**THE REQUEST:** Please render every line of the rows below as a Markdown table with the columns n and Line, where n is the line's position. Omit blank lines and the pictures.

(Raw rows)

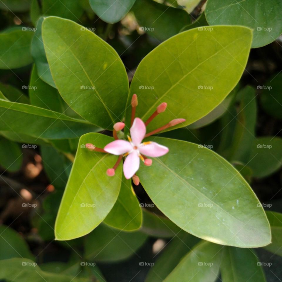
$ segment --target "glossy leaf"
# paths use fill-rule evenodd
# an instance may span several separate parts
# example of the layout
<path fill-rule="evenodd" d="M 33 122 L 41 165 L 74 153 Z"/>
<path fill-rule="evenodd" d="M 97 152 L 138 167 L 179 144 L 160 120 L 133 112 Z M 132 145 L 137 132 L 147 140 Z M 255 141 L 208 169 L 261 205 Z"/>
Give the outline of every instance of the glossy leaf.
<path fill-rule="evenodd" d="M 200 244 L 182 259 L 164 282 L 215 281 L 218 277 L 221 248 L 209 242 Z"/>
<path fill-rule="evenodd" d="M 155 265 L 149 271 L 145 282 L 163 282 L 184 256 L 199 241 L 199 238 L 186 232 L 176 235 L 164 247 Z"/>
<path fill-rule="evenodd" d="M 26 242 L 13 229 L 0 226 L 0 260 L 15 257 L 33 258 Z"/>
<path fill-rule="evenodd" d="M 127 75 L 118 54 L 94 33 L 68 20 L 46 18 L 42 36 L 51 73 L 63 98 L 86 120 L 112 130 L 123 115 L 128 90 Z"/>
<path fill-rule="evenodd" d="M 0 137 L 0 165 L 5 170 L 13 172 L 21 168 L 22 153 L 19 145 Z"/>
<path fill-rule="evenodd" d="M 244 26 L 254 30 L 252 47 L 274 41 L 282 33 L 282 3 L 280 0 L 209 0 L 205 10 L 210 25 Z"/>
<path fill-rule="evenodd" d="M 126 179 L 123 174 L 117 201 L 104 222 L 112 227 L 130 231 L 138 229 L 142 220 L 142 211 L 131 180 Z"/>
<path fill-rule="evenodd" d="M 282 138 L 266 136 L 258 137 L 250 148 L 248 165 L 254 176 L 265 177 L 275 172 L 282 166 Z"/>
<path fill-rule="evenodd" d="M 0 69 L 16 68 L 32 61 L 30 49 L 34 33 L 17 28 L 0 33 Z"/>
<path fill-rule="evenodd" d="M 160 41 L 177 34 L 184 26 L 191 23 L 185 11 L 153 0 L 136 0 L 132 11 L 140 26 L 140 30 Z"/>
<path fill-rule="evenodd" d="M 128 13 L 135 0 L 120 2 L 116 0 L 89 0 L 95 13 L 104 21 L 114 24 L 119 21 Z"/>
<path fill-rule="evenodd" d="M 222 282 L 265 282 L 258 258 L 250 249 L 224 247 L 220 272 Z"/>
<path fill-rule="evenodd" d="M 138 66 L 128 100 L 137 94 L 137 116 L 145 120 L 161 102 L 168 104 L 148 131 L 177 118 L 186 119 L 177 127 L 192 123 L 219 105 L 237 84 L 249 56 L 251 31 L 240 26 L 213 29 L 182 32 L 158 46 Z"/>
<path fill-rule="evenodd" d="M 152 200 L 169 218 L 187 232 L 218 244 L 250 247 L 269 243 L 263 209 L 231 164 L 195 144 L 165 138 L 154 140 L 169 152 L 155 159 L 149 168 L 141 166 L 138 175 Z"/>
<path fill-rule="evenodd" d="M 147 235 L 138 231 L 125 232 L 101 224 L 86 237 L 85 256 L 94 261 L 115 261 L 134 254 Z"/>
<path fill-rule="evenodd" d="M 266 212 L 270 224 L 271 242 L 264 247 L 271 253 L 282 256 L 282 214 L 275 212 Z"/>
<path fill-rule="evenodd" d="M 30 105 L 0 99 L 0 130 L 46 139 L 79 137 L 98 129 L 83 120 Z"/>
<path fill-rule="evenodd" d="M 112 177 L 106 172 L 118 157 L 85 147 L 86 144 L 91 143 L 104 148 L 113 140 L 99 133 L 80 137 L 56 220 L 57 240 L 70 240 L 88 234 L 104 220 L 113 206 L 121 183 L 122 166 Z"/>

**TASK RESPONSE:**
| n | Line |
|---|---|
| 1 | $ segment --target "glossy leaf" |
| 2 | # paths use fill-rule evenodd |
| 3 | # an instance may span several separate parts |
| 4 | # example of the layout |
| 5 | <path fill-rule="evenodd" d="M 33 122 L 41 165 L 74 153 Z"/> |
| 6 | <path fill-rule="evenodd" d="M 97 152 L 138 167 L 179 144 L 160 120 L 133 112 Z M 132 145 L 137 132 L 147 140 Z M 255 141 L 208 169 L 261 205 Z"/> |
| 7 | Give the outline of every instance of the glossy leaf. |
| 8 | <path fill-rule="evenodd" d="M 200 244 L 182 259 L 164 282 L 215 281 L 218 277 L 221 248 L 209 242 Z"/> |
| 9 | <path fill-rule="evenodd" d="M 155 265 L 149 271 L 145 282 L 163 282 L 184 256 L 199 241 L 199 238 L 186 232 L 176 235 L 164 247 Z"/> |
| 10 | <path fill-rule="evenodd" d="M 26 242 L 13 229 L 0 226 L 0 260 L 15 257 L 33 258 Z"/> |
| 11 | <path fill-rule="evenodd" d="M 127 75 L 118 54 L 94 33 L 68 20 L 46 18 L 42 36 L 51 73 L 63 98 L 86 120 L 112 130 L 123 115 L 128 90 Z"/> |
| 12 | <path fill-rule="evenodd" d="M 0 137 L 0 165 L 5 170 L 13 172 L 21 168 L 22 153 L 19 145 Z"/> |
| 13 | <path fill-rule="evenodd" d="M 244 26 L 254 30 L 252 47 L 274 41 L 282 33 L 282 3 L 280 0 L 209 0 L 205 10 L 210 25 Z"/> |
| 14 | <path fill-rule="evenodd" d="M 126 179 L 123 174 L 117 201 L 104 222 L 112 227 L 130 231 L 138 229 L 142 220 L 142 211 L 131 180 Z"/> |
| 15 | <path fill-rule="evenodd" d="M 282 138 L 266 136 L 258 137 L 250 148 L 248 165 L 254 176 L 265 177 L 275 172 L 282 166 Z"/> |
| 16 | <path fill-rule="evenodd" d="M 0 69 L 16 68 L 32 61 L 30 49 L 34 33 L 17 28 L 0 33 Z"/> |
| 17 | <path fill-rule="evenodd" d="M 160 41 L 177 34 L 184 26 L 191 23 L 185 11 L 153 0 L 136 0 L 132 11 L 140 26 L 140 30 Z"/> |
| 18 | <path fill-rule="evenodd" d="M 128 13 L 135 0 L 120 2 L 116 0 L 89 0 L 95 13 L 104 21 L 114 24 L 119 21 Z"/> |
| 19 | <path fill-rule="evenodd" d="M 222 282 L 265 282 L 258 258 L 250 249 L 224 247 L 220 272 Z"/> |
| 20 | <path fill-rule="evenodd" d="M 138 66 L 128 100 L 137 94 L 137 116 L 145 120 L 161 102 L 168 104 L 148 131 L 177 118 L 186 119 L 177 127 L 192 123 L 219 105 L 237 84 L 249 56 L 251 31 L 240 26 L 213 29 L 182 32 L 158 46 Z"/> |
| 21 | <path fill-rule="evenodd" d="M 152 200 L 169 218 L 187 232 L 218 244 L 250 247 L 269 243 L 263 209 L 231 164 L 195 144 L 165 138 L 154 140 L 169 152 L 155 159 L 149 168 L 141 166 L 138 175 Z"/> |
| 22 | <path fill-rule="evenodd" d="M 147 235 L 138 231 L 125 232 L 101 224 L 86 237 L 85 256 L 94 261 L 115 261 L 134 254 Z"/> |
| 23 | <path fill-rule="evenodd" d="M 266 212 L 270 224 L 271 242 L 264 247 L 271 253 L 282 256 L 282 214 L 275 212 Z"/> |
| 24 | <path fill-rule="evenodd" d="M 30 105 L 0 99 L 0 130 L 46 139 L 79 137 L 98 129 L 83 120 Z"/> |
| 25 | <path fill-rule="evenodd" d="M 112 177 L 106 172 L 118 157 L 85 147 L 86 144 L 91 143 L 104 148 L 113 140 L 99 133 L 80 137 L 56 220 L 57 240 L 70 240 L 88 234 L 104 220 L 113 206 L 121 183 L 122 166 Z"/> |